Table 2 shows the type of labour used by the farmers for cocoa production. The table shows that most (44%) of the farmers in the study area used sharecropping while 18% and 16% of the farmers used reciprocal and hired labour respectively. Meanwhile, only few (8%) of the farmers used family labour. The result however showed that sharecropping is mostly used as source of labour for cocoa production in the study area.

Table 2. Type of labour used for cocoa production

Table 3. Type of labour used for different farm activities

Table 3 shows the type of labour used for different activities in cocoa production in the study area. The result shows that 94% of the farmers used hired labour for farm clearing while only 6% used family labour indicating that hired labour is predominantly used for farm clearing in the study area. It could also be observed in Table 3 that 66% of the farmers used hired labour for seedling planting and 34% of the farmers used family labour for the operation. As for fertilizer application, 6% of the farmers used family labour for the operation while 25% used hired labour. However, there was no response from 69% of the total farmers as regards the use of labour for fertilizer application. Their response was that they don’t use fertilizer on their farms. This finding is in consonance with [20] who claimed that most cocoa farmers do not use fertilizer for cocoa production on their farms. Eighty-nine percent of the farmers used hired labour for chemical application while just 11% used family labour. It could also be observed in Table 3 that 61% and 51% of the respondent farmers used hired labour for cocoa harvesting as well as on-farm cocoa processing indicating that on the average, hired labour was used for these activities in the study area.

Table 4 shows the type of gender used for different farm activities for cocoa production in the study area. The table shows that all (100%) of the farmers used male for farm clearing while none of the farmers used female for farm clearing. Hence, male is predominantly used for farm clearing in the study area. Results also shows that 92% of the farmers used male for seedling planting while 8% used female indicating that male is predominantly used for seedling planting in the study area. Twenty-six percent of the farmers used male for fertilizer application while just 2% of the total farmers used female for the operation. There was no response from seventy-two farmers as regards the use of labour for fertilizer application. As for chemical application, 94% of the respondent farmers used male and just 6% used female for the operation. However, 60% and 75% of the farmers used female for cocoa harvesting as well as on-farm cocoa processing indicating that females are predominantly used for these operations in the study area.
....
INSTRUCTION 1:
Retype the records, starting with the line that contains "Where can the red sleeve" and going on through the line that contains "pixel 575 331".

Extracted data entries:
....
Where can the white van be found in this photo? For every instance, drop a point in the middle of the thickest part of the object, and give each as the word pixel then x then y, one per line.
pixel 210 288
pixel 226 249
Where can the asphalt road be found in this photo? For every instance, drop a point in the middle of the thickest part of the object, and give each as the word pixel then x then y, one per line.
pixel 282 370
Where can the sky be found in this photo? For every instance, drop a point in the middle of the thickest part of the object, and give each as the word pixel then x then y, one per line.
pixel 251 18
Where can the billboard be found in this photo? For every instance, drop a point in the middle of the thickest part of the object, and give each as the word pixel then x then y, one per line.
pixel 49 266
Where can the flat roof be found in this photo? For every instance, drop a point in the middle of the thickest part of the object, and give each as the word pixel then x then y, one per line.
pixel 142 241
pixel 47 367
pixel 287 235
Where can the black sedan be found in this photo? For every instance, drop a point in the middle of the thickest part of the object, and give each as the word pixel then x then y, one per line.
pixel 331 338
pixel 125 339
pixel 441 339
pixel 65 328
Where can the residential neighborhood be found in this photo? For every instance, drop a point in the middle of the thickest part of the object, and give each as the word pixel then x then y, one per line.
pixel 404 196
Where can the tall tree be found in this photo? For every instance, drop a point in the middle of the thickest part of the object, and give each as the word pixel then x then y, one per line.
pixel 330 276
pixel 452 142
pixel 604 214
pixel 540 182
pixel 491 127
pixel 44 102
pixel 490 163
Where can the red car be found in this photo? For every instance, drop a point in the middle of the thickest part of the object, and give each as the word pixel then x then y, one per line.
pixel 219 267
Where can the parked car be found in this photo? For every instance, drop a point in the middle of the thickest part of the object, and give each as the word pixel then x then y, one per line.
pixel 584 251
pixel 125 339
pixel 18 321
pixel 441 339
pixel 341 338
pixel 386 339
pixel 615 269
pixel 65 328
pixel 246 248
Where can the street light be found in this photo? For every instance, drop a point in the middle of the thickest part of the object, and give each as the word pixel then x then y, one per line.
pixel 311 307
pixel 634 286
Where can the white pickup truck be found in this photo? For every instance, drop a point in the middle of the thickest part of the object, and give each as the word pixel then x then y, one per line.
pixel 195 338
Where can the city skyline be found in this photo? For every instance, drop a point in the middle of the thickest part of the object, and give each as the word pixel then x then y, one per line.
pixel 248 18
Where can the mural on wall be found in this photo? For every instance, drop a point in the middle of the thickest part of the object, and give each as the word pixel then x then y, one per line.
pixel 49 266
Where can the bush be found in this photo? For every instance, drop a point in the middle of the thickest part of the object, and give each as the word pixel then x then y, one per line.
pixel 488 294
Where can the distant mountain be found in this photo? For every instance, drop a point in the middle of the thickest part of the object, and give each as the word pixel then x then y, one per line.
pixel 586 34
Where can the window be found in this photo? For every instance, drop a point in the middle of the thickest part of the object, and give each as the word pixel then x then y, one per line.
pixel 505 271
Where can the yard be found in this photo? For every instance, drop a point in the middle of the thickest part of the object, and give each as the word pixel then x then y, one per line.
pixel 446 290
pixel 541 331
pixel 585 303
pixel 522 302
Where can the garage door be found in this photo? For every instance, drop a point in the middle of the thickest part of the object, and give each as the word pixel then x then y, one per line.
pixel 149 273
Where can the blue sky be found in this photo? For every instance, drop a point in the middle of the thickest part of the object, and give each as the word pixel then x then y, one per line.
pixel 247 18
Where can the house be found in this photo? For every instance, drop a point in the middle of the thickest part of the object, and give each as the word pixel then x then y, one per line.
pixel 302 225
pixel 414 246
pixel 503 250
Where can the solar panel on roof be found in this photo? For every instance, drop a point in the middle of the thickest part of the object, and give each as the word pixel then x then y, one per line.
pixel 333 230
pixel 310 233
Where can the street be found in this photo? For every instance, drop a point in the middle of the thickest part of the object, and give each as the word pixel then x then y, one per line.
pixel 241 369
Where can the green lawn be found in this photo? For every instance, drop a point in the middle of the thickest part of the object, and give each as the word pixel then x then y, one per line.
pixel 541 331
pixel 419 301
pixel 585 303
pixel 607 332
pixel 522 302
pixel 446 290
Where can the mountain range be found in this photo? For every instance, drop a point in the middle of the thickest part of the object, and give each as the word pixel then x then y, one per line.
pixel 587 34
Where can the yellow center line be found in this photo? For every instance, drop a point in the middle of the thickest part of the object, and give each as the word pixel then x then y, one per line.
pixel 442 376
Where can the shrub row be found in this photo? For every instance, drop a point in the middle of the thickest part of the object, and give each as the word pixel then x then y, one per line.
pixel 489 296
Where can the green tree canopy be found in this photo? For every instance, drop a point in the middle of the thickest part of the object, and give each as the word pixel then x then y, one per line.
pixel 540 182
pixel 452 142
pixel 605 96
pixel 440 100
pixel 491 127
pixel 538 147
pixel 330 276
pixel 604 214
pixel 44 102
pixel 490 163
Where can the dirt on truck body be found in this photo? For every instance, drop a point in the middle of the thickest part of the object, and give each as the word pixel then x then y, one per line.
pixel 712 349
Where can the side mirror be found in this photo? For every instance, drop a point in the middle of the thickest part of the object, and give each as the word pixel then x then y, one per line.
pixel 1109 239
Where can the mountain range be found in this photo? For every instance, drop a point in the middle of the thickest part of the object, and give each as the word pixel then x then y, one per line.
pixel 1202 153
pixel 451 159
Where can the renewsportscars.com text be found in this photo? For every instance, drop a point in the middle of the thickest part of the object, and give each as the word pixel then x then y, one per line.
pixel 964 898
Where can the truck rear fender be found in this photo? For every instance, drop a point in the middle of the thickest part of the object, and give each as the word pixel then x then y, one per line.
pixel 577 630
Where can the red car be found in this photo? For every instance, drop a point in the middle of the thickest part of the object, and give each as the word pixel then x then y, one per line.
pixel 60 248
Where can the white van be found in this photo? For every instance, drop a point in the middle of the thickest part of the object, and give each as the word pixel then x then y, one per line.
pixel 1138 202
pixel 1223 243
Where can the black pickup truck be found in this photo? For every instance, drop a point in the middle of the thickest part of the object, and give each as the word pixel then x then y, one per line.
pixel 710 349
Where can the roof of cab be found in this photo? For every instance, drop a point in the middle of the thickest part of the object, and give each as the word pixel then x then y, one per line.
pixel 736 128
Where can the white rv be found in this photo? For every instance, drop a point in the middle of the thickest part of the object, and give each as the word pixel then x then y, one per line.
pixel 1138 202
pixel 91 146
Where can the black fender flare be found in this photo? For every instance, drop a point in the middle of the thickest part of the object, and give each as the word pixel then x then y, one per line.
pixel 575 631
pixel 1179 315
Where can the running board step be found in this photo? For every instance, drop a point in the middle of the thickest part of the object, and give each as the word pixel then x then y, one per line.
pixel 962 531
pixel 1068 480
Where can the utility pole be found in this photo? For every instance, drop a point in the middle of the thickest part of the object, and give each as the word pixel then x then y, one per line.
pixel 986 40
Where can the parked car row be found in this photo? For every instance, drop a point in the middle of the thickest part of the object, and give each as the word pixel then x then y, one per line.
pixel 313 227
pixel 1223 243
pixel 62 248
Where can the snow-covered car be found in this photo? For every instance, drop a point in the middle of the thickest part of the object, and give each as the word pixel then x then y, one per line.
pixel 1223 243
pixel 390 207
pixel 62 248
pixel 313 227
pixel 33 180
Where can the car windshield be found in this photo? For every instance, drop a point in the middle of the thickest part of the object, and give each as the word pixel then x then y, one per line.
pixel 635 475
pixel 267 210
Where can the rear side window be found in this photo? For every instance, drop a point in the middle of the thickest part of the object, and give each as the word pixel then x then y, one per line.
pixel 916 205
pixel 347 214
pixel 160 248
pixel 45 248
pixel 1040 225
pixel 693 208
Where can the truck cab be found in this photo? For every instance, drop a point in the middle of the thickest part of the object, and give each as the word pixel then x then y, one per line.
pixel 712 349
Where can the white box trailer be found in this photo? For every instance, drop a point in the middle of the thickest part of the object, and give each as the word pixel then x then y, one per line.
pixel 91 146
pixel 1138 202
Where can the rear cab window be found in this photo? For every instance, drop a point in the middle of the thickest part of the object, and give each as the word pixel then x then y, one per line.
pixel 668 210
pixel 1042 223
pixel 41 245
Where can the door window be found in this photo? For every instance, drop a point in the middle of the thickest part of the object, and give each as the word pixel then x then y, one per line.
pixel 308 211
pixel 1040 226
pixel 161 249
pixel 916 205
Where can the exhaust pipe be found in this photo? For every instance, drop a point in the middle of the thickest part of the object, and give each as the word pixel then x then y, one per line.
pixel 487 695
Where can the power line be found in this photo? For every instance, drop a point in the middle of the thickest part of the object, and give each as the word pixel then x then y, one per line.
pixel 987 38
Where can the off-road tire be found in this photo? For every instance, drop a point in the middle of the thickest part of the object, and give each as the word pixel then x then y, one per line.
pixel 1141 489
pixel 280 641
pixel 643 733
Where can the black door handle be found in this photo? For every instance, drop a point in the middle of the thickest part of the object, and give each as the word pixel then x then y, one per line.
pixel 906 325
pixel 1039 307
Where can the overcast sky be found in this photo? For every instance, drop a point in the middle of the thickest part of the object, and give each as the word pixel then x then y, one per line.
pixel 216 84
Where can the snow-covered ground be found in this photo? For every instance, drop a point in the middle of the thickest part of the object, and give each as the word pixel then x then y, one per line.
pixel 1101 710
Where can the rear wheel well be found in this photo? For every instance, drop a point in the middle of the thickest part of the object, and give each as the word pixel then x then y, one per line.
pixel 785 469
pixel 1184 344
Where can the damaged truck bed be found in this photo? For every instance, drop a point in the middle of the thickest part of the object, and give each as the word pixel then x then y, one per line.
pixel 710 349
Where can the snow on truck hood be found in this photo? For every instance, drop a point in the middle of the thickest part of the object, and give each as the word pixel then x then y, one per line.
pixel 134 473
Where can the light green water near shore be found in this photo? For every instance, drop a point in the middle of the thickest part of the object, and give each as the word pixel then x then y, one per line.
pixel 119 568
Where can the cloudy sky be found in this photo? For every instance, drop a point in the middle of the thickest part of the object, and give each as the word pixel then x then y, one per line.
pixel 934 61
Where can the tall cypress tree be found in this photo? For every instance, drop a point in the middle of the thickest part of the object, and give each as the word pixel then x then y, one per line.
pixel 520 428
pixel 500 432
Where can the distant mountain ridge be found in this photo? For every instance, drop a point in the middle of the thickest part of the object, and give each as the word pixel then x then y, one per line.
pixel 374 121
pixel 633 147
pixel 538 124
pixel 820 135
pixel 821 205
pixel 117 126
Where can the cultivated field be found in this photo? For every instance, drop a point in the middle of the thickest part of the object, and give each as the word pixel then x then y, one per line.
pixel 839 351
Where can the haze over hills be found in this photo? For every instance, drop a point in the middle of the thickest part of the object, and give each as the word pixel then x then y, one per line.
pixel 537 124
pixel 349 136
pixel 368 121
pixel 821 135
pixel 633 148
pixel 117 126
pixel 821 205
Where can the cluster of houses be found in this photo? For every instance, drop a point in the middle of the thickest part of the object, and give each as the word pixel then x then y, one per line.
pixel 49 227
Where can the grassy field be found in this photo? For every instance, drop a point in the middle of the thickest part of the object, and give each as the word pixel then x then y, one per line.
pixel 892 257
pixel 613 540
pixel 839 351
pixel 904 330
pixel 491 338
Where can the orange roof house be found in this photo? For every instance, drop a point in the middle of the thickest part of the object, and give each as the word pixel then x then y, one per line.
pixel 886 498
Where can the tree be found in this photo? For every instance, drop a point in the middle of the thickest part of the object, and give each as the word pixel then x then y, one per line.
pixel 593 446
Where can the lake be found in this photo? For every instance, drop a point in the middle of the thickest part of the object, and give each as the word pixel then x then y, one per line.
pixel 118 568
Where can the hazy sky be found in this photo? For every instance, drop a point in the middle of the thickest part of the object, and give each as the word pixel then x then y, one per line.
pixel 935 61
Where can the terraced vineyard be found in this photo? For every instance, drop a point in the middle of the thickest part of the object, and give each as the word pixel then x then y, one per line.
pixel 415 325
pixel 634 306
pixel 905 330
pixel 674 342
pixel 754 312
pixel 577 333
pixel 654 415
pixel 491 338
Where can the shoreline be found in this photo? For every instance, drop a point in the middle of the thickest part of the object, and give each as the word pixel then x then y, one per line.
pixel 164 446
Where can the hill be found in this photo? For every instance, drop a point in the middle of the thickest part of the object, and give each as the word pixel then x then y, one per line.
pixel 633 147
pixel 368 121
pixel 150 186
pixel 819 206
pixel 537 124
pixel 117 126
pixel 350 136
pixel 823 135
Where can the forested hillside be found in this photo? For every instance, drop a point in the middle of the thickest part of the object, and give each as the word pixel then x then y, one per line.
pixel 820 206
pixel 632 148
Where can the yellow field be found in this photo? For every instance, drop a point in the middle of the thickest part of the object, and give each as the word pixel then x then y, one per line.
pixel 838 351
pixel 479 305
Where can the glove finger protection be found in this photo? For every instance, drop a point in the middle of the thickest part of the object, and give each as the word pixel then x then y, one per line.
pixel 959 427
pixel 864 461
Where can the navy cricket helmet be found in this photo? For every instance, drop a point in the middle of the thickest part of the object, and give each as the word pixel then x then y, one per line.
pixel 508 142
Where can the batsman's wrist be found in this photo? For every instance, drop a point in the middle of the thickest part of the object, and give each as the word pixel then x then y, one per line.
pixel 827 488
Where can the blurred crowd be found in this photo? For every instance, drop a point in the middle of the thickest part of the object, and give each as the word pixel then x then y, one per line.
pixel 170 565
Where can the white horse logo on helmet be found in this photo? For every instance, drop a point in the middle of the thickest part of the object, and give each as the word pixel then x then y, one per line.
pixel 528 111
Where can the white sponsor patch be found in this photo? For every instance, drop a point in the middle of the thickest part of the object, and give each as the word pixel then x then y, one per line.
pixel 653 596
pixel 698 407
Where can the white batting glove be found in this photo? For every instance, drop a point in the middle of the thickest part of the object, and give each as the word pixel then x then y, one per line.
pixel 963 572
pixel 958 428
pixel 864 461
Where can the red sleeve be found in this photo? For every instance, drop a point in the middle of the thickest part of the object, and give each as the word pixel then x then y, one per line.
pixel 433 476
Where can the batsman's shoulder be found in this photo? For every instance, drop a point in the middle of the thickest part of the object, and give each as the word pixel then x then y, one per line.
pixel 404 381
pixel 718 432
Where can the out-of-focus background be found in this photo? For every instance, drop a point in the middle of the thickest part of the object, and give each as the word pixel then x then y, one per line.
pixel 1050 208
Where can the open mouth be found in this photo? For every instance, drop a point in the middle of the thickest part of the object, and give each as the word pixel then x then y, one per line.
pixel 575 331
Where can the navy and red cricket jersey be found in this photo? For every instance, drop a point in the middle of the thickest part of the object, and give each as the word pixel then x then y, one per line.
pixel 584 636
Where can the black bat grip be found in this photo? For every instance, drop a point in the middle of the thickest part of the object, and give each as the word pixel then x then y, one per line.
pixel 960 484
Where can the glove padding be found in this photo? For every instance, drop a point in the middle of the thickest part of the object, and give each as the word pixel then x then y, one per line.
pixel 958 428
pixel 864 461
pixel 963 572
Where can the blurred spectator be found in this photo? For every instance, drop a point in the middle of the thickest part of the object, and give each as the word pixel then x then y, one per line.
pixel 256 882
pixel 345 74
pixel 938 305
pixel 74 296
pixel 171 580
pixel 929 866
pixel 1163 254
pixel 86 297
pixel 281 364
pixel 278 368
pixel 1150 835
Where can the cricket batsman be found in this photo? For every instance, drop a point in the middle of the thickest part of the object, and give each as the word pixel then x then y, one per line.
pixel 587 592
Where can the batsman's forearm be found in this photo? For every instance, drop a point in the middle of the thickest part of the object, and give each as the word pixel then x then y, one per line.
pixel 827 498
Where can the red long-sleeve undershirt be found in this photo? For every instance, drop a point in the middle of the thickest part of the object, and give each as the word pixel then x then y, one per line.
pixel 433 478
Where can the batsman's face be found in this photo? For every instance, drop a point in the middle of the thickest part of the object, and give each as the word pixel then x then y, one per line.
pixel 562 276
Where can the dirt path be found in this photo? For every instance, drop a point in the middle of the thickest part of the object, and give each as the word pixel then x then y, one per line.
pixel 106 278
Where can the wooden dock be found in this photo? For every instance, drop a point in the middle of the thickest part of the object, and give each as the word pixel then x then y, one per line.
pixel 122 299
....
INSTRUCTION 2:
In the text on cocoa farm labor, what percentage of farmers used hired labor for farm clearing?

PROBLEM SOLUTION 1:
Where can the red sleeve be found in this photo? For every instance, drop a point in the middle of the thickest part of the object, and give each as the word pixel then x then y, one per line.
pixel 433 476
Where can the batsman's shoulder be found in this photo? For every instance, drop a point in the middle of the thickest part of the object, and give each as the word pixel then x then y, one per line.
pixel 404 381
pixel 718 432
Where can the out-of-focus background be found in this photo? For every instance, drop a point in the middle of the thickest part of the object, and give each as the word pixel then x then y, one per line.
pixel 1050 208
Where can the open mouth be found in this photo? For every instance, drop a point in the middle of the thickest part of the object, and give each as the word pixel then x then y, one per line.
pixel 575 331

PROBLEM SOLUTION 2:
94%